*PERINTAH TUGAS A:*
Tukar "platform" dengan "aplikasi" saat menuliskan kembali teks tentang AKSARA dari "AKSARA merupakan platform" sampai dengan "di masa depan.".
*PERINTAH TUGAS B:*
Sambung teks tentang platform AKSARA mulai setelah kalimat terakhirnya.

*TEKS YANG DITAMPILKAN:*
AKSARA merupakan platform untuk mencatat pelaksanaan rendah karbon (PRK) dan ketahanan iklim (PBI) secara transparan, akurat, komprehensif, konsisten, dan terintegrasi. AKSARA bertujuan untuk: (1) Menyediakan data dan informasi yang akurat, transparan, dan partisipatif tentang aksi LCDI di Indonesia, (2) Menyediakan sistem untuk mengumpulkan dan melaporkan pencapaian aksi LCDI kerja sama pemerintah pusat dan daerah untuk mendukung pembangunan rendah karbon di Indonesia, (3) Mendukung kredibilitas dan transparansi pelaporan pencapaian penurunan emisi rumah kaca dan pembangunan rendah karbon di Indonesia kepada masyarakat internasional; dan (4) Menyediakan data terkini untuk proses evaluasi dan perencanaan aksi pembangunan rendah karbon yang lebih baik di masa depan.

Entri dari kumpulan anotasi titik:
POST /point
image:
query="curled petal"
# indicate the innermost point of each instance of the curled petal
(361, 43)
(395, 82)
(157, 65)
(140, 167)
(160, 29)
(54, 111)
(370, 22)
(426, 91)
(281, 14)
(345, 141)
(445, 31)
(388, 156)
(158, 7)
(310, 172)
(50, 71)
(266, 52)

*JAWABAN A:*
AKSARA merupakan aplikasi untuk mencatat pelaksanaan rendah karbon (PRK) dan ketahanan iklim (PBI) secara transparan, akurat, komprehensif, konsisten, dan terintegrasi. AKSARA bertujuan untuk: (1) Menyediakan data dan informasi yang akurat, transparan, dan partisipatif tentang aksi LCDI di Indonesia, (2) Menyediakan sistem untuk mengumpulkan dan melaporkan pencapaian aksi LCDI kerja sama pemerintah pusat dan daerah untuk mendukung pembangunan rendah karbon di Indonesia, (3) Mendukung kredibilitas dan transparansi pelaporan pencapaian penurunan emisi rumah kaca dan pembangunan rendah karbon di Indonesia kepada masyarakat internasional; dan (4) Menyediakan data terkini untuk proses evaluasi dan perencanaan aksi pembangunan rendah karbon yang lebih baik di masa depan.

*JAWABAN B:*
Proses PEP yang dilakukan melalui sistem AKSARA ini dilakukan pada tataran nasional (kementerian/lembaga) dan daerah di 34 provinsi. AKSARA digunakan untuk menilai keberhasilan pelaksanaan dari program/kegiatan berdasarkan indikator dan sasaran kinerja yang tercantum dalam Rencana Strategis (Renstra) kementerian/lembaga (K/L) dan Rencana Pembangunan Jangka Menengah Nasional (RPJMN) khususnya Prioritas Nasional 6 (PN6) Membangun Lingkungan Hidup, Meningkatkan Ketahanan Bencana dan Perubahan Iklim khususnya (1) Program Prioritas 2 : Peningkatan Ketahanan Bencana dan Perubahan Iklim dan (2) Program Prioritas 3 : Pembangunan Rendah Karbon.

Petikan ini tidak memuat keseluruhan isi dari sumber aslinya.